*Document passage*
○ ○ ○ ○ ○ ○ ○

Monday
November 29, 1999
Erotic Sufi tradition
In response to Rasool
Nafisi's letter:
There are a few specific themes that I wish to explore in Sufi mysticism.
The Prophet Mohammad was the starting point of Islamic mysticism; Rabi'a,
as the founder of the theme of Sufi love; al-Hallaj, whose writings are
the locus classicus of impassioned union; al-Ghazzali, as the clear-headed
systematizer and reconciler of mysticism with orthodoxy; Ibn al-Farid,
as the composer of what is perhaps the greatest erotic love poem in all
of Sufi literature; Ibn al-'Arabi, as the supreme philosopher of the erotic
in the Sufi tradition; and Rumi, as the exponent of love best-known to
the West ["Let's
not talk about sex"].
The earliest foundation of the theme of the erotic in Arabic poetry
predates Islam. Poetry was the primary form of literature, indeed, the
main form of artistic expression, of the jahiliyya period, circa 500-622
C.E. While there were a few different types of poetry, the qasida, or ode,
was the only finished type. The qasida tended to have a fairly invariant
structure: a nomad would stumble upon the remains of a desert camp and
sing of its desolation. His loneliness would inspire him to recall his
fondness for those who had once encamped there, and he would describe with
great nostalgia the strength of his affection for his beloved and not infrequently
would describe her in detail. This section of the poem is called the nasib,
"erotic prelude."

○ ○ ○ ○ ○ ○ ○

[Coordinate annotation records]

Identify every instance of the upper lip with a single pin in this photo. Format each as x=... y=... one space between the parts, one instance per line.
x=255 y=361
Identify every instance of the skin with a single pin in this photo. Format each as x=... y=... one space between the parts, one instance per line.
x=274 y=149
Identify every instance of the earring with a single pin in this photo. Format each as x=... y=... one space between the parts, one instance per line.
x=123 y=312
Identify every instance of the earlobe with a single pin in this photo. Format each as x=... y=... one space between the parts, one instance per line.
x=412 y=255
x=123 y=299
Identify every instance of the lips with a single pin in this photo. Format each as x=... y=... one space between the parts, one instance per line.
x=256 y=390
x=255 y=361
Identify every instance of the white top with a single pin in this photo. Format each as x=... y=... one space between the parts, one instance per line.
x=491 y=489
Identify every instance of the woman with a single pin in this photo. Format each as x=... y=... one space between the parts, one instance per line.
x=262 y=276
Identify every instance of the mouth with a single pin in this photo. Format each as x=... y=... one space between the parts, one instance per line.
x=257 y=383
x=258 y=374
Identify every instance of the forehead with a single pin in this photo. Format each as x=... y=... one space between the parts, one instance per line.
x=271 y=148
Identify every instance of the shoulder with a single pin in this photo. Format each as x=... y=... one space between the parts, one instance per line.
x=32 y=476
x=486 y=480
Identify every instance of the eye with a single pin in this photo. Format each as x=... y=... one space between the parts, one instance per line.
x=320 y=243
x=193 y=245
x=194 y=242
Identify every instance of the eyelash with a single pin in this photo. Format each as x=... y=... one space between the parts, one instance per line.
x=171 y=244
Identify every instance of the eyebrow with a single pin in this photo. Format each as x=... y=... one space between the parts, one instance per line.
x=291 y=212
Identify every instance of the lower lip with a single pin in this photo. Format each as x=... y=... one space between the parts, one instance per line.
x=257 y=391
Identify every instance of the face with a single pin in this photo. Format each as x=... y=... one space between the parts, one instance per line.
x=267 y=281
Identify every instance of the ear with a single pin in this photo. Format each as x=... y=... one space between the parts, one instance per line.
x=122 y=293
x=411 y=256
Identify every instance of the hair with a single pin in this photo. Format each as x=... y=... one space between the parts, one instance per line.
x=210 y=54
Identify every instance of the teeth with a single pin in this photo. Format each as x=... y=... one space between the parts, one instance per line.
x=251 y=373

○ ○ ○ ○ ○ ○ ○

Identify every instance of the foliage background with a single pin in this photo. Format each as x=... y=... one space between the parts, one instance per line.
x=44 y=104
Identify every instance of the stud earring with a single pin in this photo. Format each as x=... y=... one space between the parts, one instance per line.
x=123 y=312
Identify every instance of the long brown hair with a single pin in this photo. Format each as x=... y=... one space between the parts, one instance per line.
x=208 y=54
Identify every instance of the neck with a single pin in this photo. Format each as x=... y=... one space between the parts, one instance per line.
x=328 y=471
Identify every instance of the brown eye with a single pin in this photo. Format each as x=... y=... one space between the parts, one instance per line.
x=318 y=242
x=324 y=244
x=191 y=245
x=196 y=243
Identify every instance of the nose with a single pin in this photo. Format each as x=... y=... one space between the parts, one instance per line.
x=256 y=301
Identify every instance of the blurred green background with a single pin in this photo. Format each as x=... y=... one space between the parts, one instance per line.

○ ○ ○ ○ ○ ○ ○

*Set tasks*
1 - Answer these questions from the passage on the erotic Sufi tradition:
(a) Who does it name as the founder of the theme of Sufi love?
(b) What was the only finished type of poetry in the jahiliyya period?
(c) What is the section of the qasida called in which the nomad describes his beloved?
2 - Resume the passage on the erotic Sufi tradition from the point where it stops.

*Answers for the exercise*
1 -
(a) Rabi'a
(b) The qasida, or ode
(c) The nasib, "erotic prelude"

2 -
Ibn Qutayba describes the nasib: here the poet (virtually always male)
"bewailed the violence of his love and the anguish of separation from
his mistress and the extremity of his passion and desire." Part of
the poet's motivation in including this was to "win the hearts of
his hearers... since the song of love touches men's souls and takes hold
of their hearts." After the nasib, the poet would praise his camel
and the fortitude of the Bedouin people, and following all of the above
would begin the body of the ode, usually a panegyric to his patron or a
tale of battle.
No exposition of love and the sensuous in Islamic mysticism could be
anything but woefully incomplete without at least a mention of Bayezid
Bistami, Sana'i, Suhrawardi Maqtul, Fariduddin 'Attar, Hafio, and many
others.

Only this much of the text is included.